▸ Jobs
1) Translate this sentence from the Stork documentation excerpt into Spanish: "Each subnet represents addresses used on a physical link."
2) Please explain, in one to three sentences, why the Stork documentation excerpt recommends removing or commenting out daemon configurations in a default CA configuration file.

▸ Reading text

The application status displays a list of daemons belonging to the application. For BIND 9, it is always only one daemon, named. In the case of Kea, several daemons may be presented in the application status column, typically: DHCPv4, DHCPv6, DDNS, and CA (Kea Control Agent). The listed daemons are those that Stork finds in the CA configuration file. A warning sign is displayed for any daemons from the CA configuration file that are not running. In cases when the Kea installation is simply using the default CA configuration file, which includes configuration of daemons that are never intended to be launched, it is recommended to remove (or comment out) those configurations to eliminate unwanted warnings from Stork about inactive daemons.

IPv4 and IPv6 Subnets per Kea Application

One of the primary configuration aspects of any network is the layout of IP addressing. This is represented in Kea with IPv4 and IPv6 subnets. Each subnet represents addresses used on a physical link. Typically, certain parts of each subnet (“pools”) are delegated to the DHCP server to manage. Stork is able to display this information.

(Bounding box annotation entries)
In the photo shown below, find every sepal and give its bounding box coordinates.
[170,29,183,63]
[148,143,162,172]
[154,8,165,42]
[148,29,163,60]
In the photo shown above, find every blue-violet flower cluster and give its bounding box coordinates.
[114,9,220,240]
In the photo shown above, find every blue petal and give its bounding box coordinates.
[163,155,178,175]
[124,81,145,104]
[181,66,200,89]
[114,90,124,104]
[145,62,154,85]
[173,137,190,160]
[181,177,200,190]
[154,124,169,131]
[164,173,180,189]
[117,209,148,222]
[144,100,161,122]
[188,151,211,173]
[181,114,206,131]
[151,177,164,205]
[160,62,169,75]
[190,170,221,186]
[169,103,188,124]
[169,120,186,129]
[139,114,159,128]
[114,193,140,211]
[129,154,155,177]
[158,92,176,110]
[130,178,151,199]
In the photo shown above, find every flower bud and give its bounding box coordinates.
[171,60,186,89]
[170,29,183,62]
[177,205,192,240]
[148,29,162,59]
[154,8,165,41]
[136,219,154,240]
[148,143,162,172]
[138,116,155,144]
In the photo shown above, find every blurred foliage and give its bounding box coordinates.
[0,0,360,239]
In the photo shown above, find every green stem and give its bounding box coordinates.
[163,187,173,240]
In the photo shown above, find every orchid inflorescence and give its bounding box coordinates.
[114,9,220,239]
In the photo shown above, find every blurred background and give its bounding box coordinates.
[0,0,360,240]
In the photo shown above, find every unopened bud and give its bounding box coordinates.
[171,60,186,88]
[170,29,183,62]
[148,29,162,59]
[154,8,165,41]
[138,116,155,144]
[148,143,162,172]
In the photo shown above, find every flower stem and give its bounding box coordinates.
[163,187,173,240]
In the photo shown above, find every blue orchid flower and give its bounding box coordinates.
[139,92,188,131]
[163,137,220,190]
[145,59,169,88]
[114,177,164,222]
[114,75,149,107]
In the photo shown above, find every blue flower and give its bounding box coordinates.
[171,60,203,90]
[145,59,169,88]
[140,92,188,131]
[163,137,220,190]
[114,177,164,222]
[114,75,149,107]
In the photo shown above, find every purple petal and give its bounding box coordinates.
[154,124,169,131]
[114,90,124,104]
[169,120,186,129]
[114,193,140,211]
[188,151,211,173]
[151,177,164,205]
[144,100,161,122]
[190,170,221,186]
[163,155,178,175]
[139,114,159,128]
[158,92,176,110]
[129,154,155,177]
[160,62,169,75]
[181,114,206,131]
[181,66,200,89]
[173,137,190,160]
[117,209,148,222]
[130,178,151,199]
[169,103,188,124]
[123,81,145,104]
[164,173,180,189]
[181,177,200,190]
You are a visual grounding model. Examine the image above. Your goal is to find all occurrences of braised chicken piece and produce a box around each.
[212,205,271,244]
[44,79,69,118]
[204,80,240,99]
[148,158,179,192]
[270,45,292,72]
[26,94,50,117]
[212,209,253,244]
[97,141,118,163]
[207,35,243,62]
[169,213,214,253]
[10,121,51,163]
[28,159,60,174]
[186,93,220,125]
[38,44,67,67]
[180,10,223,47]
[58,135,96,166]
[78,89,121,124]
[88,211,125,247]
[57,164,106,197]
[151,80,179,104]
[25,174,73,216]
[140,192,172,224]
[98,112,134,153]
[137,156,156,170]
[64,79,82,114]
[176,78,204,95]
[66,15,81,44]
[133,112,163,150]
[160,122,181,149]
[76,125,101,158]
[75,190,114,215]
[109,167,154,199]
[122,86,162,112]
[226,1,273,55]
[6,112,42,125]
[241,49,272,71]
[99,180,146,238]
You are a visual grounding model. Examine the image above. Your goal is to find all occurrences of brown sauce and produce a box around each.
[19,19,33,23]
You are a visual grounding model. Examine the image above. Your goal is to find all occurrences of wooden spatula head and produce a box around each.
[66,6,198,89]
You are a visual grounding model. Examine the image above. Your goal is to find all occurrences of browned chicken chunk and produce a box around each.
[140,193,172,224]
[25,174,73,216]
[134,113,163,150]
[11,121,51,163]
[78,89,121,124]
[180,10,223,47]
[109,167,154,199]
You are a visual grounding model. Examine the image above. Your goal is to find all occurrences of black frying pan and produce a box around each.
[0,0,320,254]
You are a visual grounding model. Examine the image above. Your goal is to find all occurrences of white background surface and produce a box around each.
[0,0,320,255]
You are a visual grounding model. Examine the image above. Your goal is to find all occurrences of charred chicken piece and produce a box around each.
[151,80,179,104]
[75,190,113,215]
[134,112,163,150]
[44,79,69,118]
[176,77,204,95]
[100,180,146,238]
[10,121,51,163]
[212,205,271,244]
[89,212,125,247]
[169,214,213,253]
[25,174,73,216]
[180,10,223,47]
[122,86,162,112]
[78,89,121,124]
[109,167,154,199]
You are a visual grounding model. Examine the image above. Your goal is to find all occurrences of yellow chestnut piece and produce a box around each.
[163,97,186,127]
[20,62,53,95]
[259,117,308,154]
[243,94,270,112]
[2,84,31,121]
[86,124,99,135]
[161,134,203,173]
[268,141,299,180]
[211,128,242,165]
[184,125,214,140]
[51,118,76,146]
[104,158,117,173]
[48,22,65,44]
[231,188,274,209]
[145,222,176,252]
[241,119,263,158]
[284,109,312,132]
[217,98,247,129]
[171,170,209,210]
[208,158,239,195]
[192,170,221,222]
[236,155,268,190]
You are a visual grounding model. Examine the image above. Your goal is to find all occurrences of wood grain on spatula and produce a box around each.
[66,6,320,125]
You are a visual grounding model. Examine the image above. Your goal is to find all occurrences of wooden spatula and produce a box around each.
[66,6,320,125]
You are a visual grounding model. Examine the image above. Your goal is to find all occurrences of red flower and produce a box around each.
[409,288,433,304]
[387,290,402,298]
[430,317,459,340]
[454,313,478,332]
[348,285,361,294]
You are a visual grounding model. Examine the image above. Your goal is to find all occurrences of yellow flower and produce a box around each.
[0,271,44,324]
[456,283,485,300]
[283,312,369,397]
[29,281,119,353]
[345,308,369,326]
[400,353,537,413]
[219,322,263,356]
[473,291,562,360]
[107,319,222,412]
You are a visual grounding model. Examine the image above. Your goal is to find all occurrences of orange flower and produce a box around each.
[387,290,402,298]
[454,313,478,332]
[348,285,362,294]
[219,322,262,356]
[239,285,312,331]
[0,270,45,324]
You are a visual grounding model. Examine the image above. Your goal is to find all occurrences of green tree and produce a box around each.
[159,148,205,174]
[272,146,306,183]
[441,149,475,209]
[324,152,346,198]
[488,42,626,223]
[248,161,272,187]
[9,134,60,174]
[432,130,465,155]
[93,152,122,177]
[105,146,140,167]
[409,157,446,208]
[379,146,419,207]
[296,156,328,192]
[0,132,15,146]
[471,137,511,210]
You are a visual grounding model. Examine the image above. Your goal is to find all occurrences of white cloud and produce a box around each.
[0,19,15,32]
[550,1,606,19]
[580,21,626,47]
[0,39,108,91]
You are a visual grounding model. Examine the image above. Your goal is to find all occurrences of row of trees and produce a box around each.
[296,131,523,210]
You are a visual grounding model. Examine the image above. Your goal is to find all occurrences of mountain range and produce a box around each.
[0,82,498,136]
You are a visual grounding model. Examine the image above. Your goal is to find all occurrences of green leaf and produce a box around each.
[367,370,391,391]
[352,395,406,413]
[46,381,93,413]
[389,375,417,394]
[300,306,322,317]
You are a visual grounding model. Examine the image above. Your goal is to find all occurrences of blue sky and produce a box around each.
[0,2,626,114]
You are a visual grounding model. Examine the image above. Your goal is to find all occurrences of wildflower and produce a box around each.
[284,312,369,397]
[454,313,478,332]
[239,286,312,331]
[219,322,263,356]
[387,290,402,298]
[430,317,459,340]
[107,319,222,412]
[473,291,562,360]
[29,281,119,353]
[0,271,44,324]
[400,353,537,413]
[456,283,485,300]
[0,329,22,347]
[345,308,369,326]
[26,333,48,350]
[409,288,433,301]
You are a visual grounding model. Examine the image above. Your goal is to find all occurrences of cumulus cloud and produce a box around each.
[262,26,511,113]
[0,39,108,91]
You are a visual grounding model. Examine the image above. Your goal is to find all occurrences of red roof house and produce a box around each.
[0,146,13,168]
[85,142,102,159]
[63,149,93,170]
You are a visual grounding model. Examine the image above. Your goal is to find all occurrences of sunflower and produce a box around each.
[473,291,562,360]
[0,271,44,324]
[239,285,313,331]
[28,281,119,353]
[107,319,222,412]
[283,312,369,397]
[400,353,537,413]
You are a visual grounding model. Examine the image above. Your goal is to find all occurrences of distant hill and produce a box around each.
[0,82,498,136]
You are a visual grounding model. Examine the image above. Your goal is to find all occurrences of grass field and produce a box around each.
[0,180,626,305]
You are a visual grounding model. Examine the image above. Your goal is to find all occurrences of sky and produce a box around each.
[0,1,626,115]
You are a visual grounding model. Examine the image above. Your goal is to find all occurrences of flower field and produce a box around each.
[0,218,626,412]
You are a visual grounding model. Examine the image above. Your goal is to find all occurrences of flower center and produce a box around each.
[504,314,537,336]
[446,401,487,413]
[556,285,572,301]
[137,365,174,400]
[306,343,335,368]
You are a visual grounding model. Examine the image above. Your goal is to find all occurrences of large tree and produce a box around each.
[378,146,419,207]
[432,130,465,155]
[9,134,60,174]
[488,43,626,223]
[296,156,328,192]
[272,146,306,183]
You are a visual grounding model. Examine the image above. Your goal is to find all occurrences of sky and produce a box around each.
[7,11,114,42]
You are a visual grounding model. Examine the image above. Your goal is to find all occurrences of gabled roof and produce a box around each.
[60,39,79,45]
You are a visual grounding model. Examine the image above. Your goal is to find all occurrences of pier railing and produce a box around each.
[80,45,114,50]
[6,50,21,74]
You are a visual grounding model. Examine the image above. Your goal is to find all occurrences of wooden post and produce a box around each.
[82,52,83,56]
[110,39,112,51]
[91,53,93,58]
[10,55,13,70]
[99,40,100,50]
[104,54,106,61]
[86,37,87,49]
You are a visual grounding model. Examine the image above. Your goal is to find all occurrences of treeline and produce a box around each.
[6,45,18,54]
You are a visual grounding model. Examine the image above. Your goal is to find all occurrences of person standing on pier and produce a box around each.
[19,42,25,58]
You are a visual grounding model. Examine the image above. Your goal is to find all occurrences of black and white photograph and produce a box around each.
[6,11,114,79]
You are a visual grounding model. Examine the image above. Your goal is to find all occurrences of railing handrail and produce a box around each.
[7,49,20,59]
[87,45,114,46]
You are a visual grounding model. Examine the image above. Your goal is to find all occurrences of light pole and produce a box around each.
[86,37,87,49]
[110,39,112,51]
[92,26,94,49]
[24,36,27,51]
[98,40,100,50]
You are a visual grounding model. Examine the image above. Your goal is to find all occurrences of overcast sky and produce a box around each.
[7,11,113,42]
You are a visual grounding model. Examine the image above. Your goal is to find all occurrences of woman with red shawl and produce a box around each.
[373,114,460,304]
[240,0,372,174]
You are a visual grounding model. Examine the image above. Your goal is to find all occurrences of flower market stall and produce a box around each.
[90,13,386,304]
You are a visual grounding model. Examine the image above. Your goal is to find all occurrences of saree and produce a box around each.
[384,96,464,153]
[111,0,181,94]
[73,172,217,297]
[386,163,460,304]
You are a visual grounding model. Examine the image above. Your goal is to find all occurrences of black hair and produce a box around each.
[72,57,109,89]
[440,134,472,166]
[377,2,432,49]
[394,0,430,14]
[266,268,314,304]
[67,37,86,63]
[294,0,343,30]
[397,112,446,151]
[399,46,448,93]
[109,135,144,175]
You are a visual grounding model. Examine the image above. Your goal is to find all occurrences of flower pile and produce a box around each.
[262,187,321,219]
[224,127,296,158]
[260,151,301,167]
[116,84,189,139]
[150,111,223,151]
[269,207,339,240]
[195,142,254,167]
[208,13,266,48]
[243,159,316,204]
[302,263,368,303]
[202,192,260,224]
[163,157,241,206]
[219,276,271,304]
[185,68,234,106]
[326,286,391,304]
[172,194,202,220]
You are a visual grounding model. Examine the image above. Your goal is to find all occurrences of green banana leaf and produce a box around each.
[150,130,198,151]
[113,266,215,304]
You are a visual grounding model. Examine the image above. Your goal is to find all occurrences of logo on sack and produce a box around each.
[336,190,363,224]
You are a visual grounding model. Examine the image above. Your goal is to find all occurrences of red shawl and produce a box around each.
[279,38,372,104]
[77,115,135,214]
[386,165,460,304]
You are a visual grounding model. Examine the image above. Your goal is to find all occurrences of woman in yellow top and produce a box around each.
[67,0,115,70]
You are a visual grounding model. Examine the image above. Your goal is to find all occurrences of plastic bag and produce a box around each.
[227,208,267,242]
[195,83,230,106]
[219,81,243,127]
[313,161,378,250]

▸ Answers below
1) Cada subred representa las direcciones utilizadas en un enlace físico.

2) Stork lists the daemons it finds in the CA configuration file and shows a warning sign for any of them that are not running. A default CA file can include daemons that are never meant to be launched. Removing or commenting out those configurations stops Stork from giving unwanted warnings about inactive daemons.